Top of Material to process

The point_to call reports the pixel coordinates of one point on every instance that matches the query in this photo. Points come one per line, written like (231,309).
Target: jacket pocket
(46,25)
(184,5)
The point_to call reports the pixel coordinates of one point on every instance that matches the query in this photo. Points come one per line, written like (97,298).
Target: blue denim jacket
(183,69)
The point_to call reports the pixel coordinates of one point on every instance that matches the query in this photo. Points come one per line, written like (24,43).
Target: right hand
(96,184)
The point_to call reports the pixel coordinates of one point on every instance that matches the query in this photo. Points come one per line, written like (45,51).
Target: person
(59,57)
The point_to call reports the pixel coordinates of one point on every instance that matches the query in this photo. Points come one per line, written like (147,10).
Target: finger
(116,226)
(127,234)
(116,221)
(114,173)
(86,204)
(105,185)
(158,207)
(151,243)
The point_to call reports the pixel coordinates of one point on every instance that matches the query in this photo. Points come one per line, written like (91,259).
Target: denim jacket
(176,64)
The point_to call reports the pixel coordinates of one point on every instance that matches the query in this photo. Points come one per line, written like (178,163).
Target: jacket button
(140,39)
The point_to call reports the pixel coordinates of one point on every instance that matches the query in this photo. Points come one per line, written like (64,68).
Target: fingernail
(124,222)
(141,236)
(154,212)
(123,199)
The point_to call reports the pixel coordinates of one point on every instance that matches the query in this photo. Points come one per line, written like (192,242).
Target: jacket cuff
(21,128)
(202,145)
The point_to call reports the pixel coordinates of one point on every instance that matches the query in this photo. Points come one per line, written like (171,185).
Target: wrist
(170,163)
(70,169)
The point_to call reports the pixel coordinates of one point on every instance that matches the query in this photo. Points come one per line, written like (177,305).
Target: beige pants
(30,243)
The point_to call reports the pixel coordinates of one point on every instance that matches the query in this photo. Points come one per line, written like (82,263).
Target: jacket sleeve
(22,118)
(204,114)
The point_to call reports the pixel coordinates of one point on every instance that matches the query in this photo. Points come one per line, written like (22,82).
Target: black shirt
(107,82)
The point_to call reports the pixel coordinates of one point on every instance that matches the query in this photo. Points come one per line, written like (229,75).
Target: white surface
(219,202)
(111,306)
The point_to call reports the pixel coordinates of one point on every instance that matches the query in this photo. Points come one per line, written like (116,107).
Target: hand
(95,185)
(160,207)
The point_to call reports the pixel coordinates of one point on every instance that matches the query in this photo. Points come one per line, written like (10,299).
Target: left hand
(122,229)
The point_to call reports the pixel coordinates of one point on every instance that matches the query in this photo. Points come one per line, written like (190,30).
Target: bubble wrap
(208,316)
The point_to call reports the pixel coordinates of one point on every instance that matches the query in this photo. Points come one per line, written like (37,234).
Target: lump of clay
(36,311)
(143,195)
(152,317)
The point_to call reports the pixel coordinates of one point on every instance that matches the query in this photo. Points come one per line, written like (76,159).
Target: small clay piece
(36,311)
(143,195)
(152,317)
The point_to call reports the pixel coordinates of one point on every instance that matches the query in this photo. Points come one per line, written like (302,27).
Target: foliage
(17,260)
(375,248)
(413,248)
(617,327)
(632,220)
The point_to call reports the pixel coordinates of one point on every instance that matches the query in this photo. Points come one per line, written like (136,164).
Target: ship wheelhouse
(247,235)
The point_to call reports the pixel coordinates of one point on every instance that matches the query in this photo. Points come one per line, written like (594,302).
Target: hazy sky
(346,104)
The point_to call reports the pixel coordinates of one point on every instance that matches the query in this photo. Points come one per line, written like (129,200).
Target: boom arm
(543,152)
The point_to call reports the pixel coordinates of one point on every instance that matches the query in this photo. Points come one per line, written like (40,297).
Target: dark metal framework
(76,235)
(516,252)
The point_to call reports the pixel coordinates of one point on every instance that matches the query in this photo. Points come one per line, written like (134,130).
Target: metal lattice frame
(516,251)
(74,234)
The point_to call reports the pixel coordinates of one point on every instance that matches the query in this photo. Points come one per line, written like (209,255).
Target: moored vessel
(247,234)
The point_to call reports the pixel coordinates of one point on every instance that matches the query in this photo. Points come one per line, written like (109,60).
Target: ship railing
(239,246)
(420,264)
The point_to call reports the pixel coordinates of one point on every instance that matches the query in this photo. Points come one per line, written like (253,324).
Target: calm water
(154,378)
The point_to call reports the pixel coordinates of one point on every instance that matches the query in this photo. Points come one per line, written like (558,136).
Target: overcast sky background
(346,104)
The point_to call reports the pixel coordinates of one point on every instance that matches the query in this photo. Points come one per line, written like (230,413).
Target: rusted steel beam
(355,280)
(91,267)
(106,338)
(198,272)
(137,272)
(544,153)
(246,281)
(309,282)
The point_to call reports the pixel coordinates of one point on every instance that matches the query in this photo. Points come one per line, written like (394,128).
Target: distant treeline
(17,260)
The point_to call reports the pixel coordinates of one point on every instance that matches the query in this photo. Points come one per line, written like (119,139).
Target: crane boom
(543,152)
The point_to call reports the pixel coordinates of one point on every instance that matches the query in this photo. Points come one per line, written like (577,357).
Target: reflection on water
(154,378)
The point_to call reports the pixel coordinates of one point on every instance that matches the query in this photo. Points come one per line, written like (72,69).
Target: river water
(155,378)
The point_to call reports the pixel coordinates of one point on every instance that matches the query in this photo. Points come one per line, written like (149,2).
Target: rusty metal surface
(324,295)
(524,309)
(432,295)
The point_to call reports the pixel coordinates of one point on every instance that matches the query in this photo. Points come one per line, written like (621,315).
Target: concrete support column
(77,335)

Bottom of Material to process

- Exercise instructions -
From the first line of the entries above to the line with "written like (147,10).", please return every line exactly, keeping both ends.

- Task output -
The point_to call reports the pixel coordinates of one point on every instance that matches the query in this photo. Points come one per line, written like (231,309).
Target: jacket pocket
(46,25)
(184,5)
The point_to call reports the pixel coordinates of one point on every instance that matches the query in this photo. Points come one per line, written like (97,298).
Target: blue denim jacket
(183,69)
The point_to call reports the pixel coordinates of one point on every instance that matches the query in this photo. Points come one per line, written like (24,43).
Target: right hand
(96,184)
The point_to call reports the pixel coordinates of one point on every instance that matches the query in this photo. Points come one per line, written like (45,51).
Target: person
(59,57)
The point_to call reports the pixel coordinates of one point on every instance that matches the query in this photo. Points come one per line, written like (147,10).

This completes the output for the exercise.